Written exercise 1 - Could you lay out the records as a JSON list of strings, one per line with blank lines left out, starting with the line that contains "the dark wooden" and going on through the line that contains "point(674, 187)"?
------------------------
For all the talk of the growing threat to big brands of disruption from smaller, more nimble businesses, one of the most surprising elements of this year’s Hong Kong rankings is support for the view that established, international brands continue to market themselves more effectively.
The usual names and logos again continue to dominate the coveted top positions, as in 2014, and in 2013. Given the narrative around disruption in branding, advertising and campaigning ushering in a new order, the big disrupters and haywire local brands are conspicuous by their absence. Also missing are those leading ‘human’ brands – the influential international and local cultural icons that consumers take their lead from and crave association with. Overall, the supremacy of traditional ‘hero’ brands appears to be a constant.
Is it perhaps inevitable that many of the most high-profile, global brands, with sizable budgets remain out in front. However, marketers are now acutely aware that spending on traditional media and advertising by leading players is becoming less of a guarantee of success for brands.
In Hong Kong, its physical geography and unique urban environment, with a selection of high-traffic locations, means that outdoor media will always remain attractive for brands. However, the growing power of digitally-native millennials in Hong Kong presents a new and distinct challenge for brands. This group, for whom digital is their main currency, represents the future power wallets for consumer brands. The realities of a digital world mean that companies, and agencies, need to be smarter, bolder and, most importantly, more attuned to consumers to drive brand reputation.
Fundamentally, brand campaigns must continue to excite, inspire, educate, or entertain (or preferably all four!) to be successful. Many retail and apparel brands are already innovating to offer omni-channel services to consumers that extend beyond a basic transactional interaction to a more experiential offering.
To be successful in this new digital and increasingly competitive landscape, brands now need clearer differentiation, greater originality and stronger authenticity. To achieve this, a more forensic understanding of the drivers of key consumer archetypes is essential. Brands, and agencies, must develop a deeper knowledge base of their target customer groups to enable them to design and execute more segmented strategies that can be deployed via the most relevant channels.
The days of pre-packaged campaigns designed for set channels are no longer sufficient – clients have developed stronger, in-house capabilities and demanding ever more in terms of value for money. For agencies, internal structures and skills mix must evolve to provide the creative solutions required by brands. Recruitment needs to be geared towards tapping into new talent pools with cutting-edge expertise in emerging areas such as, user experience, creative technology and innovation. Much can also be learned by forming strategic partnerships with individuals and organisations in the start-up community about how to cultivate a more disruptive mindset, experimental consciousness and innovative ideas.
------------------------
Written exercise 2 - Can you carry on the text about this year's Hong Kong brand rankings from the point where it stops?

Data shown -
------------------------
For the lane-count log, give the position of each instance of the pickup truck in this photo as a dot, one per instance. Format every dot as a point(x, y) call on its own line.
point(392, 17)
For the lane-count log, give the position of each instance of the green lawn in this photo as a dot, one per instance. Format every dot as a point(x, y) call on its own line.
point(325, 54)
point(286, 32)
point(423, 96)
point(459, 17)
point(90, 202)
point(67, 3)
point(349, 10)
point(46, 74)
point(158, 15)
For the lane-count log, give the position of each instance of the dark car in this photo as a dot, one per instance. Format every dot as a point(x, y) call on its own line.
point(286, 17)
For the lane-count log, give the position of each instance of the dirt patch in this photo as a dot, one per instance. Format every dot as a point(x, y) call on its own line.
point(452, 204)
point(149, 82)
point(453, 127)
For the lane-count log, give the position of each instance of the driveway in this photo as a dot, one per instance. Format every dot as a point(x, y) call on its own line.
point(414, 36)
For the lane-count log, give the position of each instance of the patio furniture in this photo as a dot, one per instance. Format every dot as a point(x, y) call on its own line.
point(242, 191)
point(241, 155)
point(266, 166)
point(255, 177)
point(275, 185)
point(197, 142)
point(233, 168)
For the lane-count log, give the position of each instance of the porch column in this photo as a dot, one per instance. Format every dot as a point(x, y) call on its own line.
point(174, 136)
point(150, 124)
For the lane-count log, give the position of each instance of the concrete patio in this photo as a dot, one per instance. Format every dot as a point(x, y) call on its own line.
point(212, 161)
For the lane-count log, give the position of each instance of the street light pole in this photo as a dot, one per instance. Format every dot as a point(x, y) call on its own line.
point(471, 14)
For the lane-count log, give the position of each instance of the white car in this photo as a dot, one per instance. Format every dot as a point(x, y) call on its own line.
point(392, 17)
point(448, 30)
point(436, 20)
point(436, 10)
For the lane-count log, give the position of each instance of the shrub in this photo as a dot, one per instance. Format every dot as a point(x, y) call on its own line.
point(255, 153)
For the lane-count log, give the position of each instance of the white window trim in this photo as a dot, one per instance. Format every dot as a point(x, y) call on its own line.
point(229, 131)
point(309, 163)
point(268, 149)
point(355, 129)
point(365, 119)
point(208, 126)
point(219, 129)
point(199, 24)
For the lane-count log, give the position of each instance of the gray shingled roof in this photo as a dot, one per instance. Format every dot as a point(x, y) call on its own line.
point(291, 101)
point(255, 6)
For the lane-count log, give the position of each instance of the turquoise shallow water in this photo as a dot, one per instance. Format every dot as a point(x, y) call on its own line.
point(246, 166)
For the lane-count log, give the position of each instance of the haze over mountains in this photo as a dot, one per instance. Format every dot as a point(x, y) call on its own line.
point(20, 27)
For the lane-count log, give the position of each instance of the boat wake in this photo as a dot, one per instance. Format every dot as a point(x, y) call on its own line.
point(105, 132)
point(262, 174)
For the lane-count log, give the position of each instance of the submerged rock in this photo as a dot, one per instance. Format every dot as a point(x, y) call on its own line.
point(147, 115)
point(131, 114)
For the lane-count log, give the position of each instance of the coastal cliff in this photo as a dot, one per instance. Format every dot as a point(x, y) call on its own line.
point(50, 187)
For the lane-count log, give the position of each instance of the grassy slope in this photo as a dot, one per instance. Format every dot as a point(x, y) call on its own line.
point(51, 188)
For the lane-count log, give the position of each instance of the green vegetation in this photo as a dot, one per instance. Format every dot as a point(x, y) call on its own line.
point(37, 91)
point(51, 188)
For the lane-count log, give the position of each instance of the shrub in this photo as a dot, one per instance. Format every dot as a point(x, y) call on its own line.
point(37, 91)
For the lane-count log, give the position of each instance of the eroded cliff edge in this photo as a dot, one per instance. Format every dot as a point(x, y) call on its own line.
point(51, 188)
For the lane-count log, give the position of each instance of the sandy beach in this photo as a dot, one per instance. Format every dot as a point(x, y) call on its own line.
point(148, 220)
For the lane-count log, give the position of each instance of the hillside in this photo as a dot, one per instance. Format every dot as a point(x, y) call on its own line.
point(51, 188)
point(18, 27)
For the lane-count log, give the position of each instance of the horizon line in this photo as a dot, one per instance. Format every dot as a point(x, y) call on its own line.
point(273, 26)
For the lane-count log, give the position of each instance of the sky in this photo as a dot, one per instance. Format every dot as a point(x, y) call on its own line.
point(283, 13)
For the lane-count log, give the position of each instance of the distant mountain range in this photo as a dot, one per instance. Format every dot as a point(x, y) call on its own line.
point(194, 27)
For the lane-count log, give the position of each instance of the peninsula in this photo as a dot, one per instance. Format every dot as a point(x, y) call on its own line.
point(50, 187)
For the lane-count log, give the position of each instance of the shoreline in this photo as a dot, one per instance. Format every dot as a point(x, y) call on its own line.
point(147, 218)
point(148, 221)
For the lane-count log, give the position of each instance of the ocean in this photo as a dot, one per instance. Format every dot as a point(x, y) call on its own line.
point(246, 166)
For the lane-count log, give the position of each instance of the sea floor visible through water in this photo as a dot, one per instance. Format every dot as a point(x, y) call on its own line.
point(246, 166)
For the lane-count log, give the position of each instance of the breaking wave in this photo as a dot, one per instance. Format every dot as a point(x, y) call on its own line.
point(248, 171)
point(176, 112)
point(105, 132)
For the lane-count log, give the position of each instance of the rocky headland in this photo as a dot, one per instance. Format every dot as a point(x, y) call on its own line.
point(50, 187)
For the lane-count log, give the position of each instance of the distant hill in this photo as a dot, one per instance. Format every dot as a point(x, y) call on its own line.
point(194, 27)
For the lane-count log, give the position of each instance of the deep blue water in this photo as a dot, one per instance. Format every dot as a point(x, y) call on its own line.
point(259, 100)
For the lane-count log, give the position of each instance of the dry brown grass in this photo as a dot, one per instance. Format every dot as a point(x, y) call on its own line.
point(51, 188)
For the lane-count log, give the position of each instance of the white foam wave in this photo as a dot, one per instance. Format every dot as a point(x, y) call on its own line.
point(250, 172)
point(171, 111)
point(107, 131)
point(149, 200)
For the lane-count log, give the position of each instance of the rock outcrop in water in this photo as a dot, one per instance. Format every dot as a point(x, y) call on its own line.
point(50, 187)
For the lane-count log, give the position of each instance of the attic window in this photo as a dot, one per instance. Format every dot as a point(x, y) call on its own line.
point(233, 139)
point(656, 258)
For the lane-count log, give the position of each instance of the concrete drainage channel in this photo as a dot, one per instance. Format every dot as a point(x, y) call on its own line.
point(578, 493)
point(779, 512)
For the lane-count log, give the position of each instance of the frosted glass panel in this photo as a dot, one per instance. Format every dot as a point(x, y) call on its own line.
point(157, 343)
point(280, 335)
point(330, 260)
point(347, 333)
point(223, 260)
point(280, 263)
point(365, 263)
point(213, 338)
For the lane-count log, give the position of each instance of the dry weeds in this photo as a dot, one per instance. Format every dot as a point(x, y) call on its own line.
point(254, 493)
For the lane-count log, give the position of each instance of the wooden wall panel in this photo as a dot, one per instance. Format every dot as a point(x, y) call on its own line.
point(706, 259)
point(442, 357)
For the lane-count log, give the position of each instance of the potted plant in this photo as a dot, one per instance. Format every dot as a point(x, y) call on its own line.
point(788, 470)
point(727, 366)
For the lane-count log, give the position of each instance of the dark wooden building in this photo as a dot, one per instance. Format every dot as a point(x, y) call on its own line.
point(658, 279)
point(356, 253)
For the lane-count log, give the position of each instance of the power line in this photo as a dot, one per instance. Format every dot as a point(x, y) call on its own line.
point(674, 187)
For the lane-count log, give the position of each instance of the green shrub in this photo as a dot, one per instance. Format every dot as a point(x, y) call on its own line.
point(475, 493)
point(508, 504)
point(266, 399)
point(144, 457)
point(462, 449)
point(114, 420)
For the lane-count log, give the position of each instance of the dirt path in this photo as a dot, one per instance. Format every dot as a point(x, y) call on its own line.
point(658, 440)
------------------------
Task output 1 -
[
  "For the lane-count log, give the position of each instance of the dark wooden building in this photo as a dot, one per instance. Format every dot as a point(x, y) call on its own line.",
  "point(658, 279)",
  "point(356, 253)",
  "For the lane-count log, give the position of each instance of the power line in this photo as a dot, one per instance. Format every dot as a point(x, y) call on its own line.",
  "point(674, 187)"
]

Task output 2 -
Agencies also need to become more adept at leveraging the business of ideas with clients. Current relationships with clients are often restricted to interactions with like-minded marketers. Instead, account teams need to forge close links and direct dialogue with clients’ chief financial, innovation and operating officers to devise brand strategies, agree appropriate performance measures and evaluate outcomes.
More strategically for Hong Kong, it is imperative that the sector shows a greater willingness to flex its creative muscles. Hong Kong needs to be looked to as the doorway, and not the doormat, for international companies looking to enter the Greater China, or the wider Asia Pacific market. Hong Kong needs to be viewed as a regional and global hub where energy, innovation and disruption are constants and international and local players can thrive. Hong Kong needs to be known for the same things it is already renowned for, but also its confidence in being different.
Multiple reports tell us Hong Kong is the most mobile market in Asia. But at the same time there are conventions that keep the culture grounded in a surprisingly undigital mindset. Brands that speak to Hongkongers on both levels do best in the market. Read our expert advice to learn more about becoming a top brand in Hong Kong.
One of Asia’s most international cities, Hong Kong’s mobile-usage rate is ahead of most markets but the city’s savvy shoppers seem to be lagging in the purchase department this year.
Recognized as the second largest recipient of foreign direct investment (FDI) in Asia and the world’s most services-oriented economy with services sectors accounting for more than 90 per cent of GDP, Hong Kong is a country heavily dependent on international trade and tourism. According to the Hong Kong Trade Development Council (HKTDC), in 2014 the city’s economy expanded 2.3 per cent in real terms, down slightly from 2.9 per cent in 2013.
The soft growth experienced over the previous year can largely be attributed to the slower global economic recovery weighing on exports of goods, the slackening of tourist spending and weaker domestic demand. Growth in private consumption expenditure weakened to 2.7 per cent in 2014, from 4.6 per cent in 2013. Investment expenditure, including machinery and equipment acquisition, dropped 0.3 per cent in 2014, from 2.2 per cent growth in 2013.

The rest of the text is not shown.